WHAT TO DO: Only an exact copy of the records below will serve as the answer.

----- RECORD EXCERPTS -----

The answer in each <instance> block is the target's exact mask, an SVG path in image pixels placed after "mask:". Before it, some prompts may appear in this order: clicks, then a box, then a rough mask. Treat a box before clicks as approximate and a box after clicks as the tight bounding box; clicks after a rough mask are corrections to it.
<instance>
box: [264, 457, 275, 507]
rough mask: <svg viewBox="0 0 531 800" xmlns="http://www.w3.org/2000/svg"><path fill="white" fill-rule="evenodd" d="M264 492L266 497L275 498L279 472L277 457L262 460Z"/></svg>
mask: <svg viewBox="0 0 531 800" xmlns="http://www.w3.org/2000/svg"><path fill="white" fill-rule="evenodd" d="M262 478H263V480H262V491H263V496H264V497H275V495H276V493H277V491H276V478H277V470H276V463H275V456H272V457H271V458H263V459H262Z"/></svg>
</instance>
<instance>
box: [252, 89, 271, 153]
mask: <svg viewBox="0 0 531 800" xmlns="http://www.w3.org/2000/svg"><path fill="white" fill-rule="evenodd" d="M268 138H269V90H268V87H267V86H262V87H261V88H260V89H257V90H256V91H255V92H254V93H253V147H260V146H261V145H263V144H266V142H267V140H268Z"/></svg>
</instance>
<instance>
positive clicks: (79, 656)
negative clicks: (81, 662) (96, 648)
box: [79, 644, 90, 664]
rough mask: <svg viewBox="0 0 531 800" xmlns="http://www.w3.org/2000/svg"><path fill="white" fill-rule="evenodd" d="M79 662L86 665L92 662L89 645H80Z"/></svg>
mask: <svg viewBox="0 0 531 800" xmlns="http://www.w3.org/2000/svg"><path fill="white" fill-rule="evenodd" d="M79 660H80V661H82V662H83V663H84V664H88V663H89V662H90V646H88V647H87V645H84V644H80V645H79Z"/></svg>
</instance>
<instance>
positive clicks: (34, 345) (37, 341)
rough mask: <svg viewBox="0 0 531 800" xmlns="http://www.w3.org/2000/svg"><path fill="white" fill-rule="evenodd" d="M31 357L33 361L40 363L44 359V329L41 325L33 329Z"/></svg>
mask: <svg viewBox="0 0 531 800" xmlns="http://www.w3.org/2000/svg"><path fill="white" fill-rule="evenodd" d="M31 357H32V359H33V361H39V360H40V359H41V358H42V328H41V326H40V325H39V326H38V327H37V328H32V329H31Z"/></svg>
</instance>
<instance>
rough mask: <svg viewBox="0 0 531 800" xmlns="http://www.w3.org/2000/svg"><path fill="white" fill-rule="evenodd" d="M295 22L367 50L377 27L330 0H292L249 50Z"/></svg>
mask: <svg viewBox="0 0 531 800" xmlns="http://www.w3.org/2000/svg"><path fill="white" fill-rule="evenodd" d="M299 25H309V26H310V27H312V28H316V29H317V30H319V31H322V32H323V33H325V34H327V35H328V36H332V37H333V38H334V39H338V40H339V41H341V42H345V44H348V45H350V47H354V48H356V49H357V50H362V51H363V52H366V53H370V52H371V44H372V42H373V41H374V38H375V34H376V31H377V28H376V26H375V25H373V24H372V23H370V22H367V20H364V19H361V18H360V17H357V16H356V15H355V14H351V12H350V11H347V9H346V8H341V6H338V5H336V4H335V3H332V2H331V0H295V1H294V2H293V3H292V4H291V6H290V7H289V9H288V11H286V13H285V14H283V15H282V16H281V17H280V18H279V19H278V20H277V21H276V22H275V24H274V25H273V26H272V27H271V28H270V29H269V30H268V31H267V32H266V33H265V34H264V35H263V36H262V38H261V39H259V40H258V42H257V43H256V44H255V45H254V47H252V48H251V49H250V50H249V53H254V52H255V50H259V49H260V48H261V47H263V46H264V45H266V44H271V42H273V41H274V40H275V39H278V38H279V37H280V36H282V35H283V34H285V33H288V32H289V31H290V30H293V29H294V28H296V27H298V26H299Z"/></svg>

-----

ANSWER TO THIS TASK:
The answer in each <instance> block is the target's exact mask, an SVG path in image pixels placed after "mask:". Before it, some prompts may appear in this order: clicks, then a box, then a rough mask. Treat a box before clicks as approximate and a box after clicks as the tight bounding box; clicks after a rough mask are corrections to it.
<instance>
box: [264, 457, 275, 507]
rough mask: <svg viewBox="0 0 531 800" xmlns="http://www.w3.org/2000/svg"><path fill="white" fill-rule="evenodd" d="M264 492L266 497L275 498L279 472L277 457L262 460Z"/></svg>
mask: <svg viewBox="0 0 531 800" xmlns="http://www.w3.org/2000/svg"><path fill="white" fill-rule="evenodd" d="M262 478H263V480H262V491H263V496H264V497H275V495H276V493H277V491H276V478H277V470H276V463H275V456H272V457H271V458H263V459H262Z"/></svg>
</instance>
<instance>
box: [252, 89, 271, 153]
mask: <svg viewBox="0 0 531 800" xmlns="http://www.w3.org/2000/svg"><path fill="white" fill-rule="evenodd" d="M268 138H269V90H268V87H267V86H262V87H261V88H260V89H257V90H256V91H255V92H254V93H253V147H260V146H261V145H263V144H266V142H267V140H268Z"/></svg>
</instance>
<instance>
positive clicks: (79, 656)
negative clicks: (81, 662) (96, 648)
box: [79, 644, 90, 664]
rough mask: <svg viewBox="0 0 531 800" xmlns="http://www.w3.org/2000/svg"><path fill="white" fill-rule="evenodd" d="M79 662L86 665L92 662L89 645H80Z"/></svg>
mask: <svg viewBox="0 0 531 800" xmlns="http://www.w3.org/2000/svg"><path fill="white" fill-rule="evenodd" d="M79 660H80V661H82V662H83V663H84V664H88V663H89V662H90V646H88V647H87V645H84V644H80V645H79Z"/></svg>
</instance>
<instance>
positive clicks: (34, 345) (37, 341)
rough mask: <svg viewBox="0 0 531 800" xmlns="http://www.w3.org/2000/svg"><path fill="white" fill-rule="evenodd" d="M31 357L33 361L40 363L44 359V329L41 325L33 329Z"/></svg>
mask: <svg viewBox="0 0 531 800" xmlns="http://www.w3.org/2000/svg"><path fill="white" fill-rule="evenodd" d="M31 357H32V359H33V361H39V360H40V359H41V358H42V328H41V326H40V325H39V326H38V327H37V328H32V329H31Z"/></svg>
</instance>
<instance>
rough mask: <svg viewBox="0 0 531 800" xmlns="http://www.w3.org/2000/svg"><path fill="white" fill-rule="evenodd" d="M295 22L367 50L377 27L330 0H292L249 50Z"/></svg>
mask: <svg viewBox="0 0 531 800" xmlns="http://www.w3.org/2000/svg"><path fill="white" fill-rule="evenodd" d="M299 25H309V26H310V27H312V28H316V29H317V30H319V31H322V32H323V33H325V34H327V35H328V36H332V37H333V38H334V39H338V40H339V41H341V42H345V44H348V45H350V47H354V48H356V49H357V50H362V51H363V52H366V53H370V52H371V44H372V42H373V41H374V38H375V34H376V31H377V28H376V26H375V25H373V24H372V23H370V22H367V20H364V19H361V18H360V17H357V16H356V15H355V14H351V12H350V11H347V9H346V8H341V6H338V5H336V4H335V3H332V2H331V0H295V1H294V2H293V3H292V4H291V6H290V7H289V9H288V11H286V13H285V14H283V15H282V16H281V17H280V18H279V19H278V20H277V21H276V22H275V24H274V25H273V26H272V27H271V28H270V29H269V30H268V31H267V32H266V33H265V34H264V35H263V36H262V38H261V39H259V40H258V42H257V43H256V44H255V45H254V47H252V48H251V49H250V50H249V53H254V52H255V50H259V49H260V48H261V47H263V46H264V45H266V44H271V42H273V41H274V40H275V39H278V38H279V37H280V36H282V35H283V34H285V33H288V32H289V31H290V30H293V29H294V28H296V27H298V26H299Z"/></svg>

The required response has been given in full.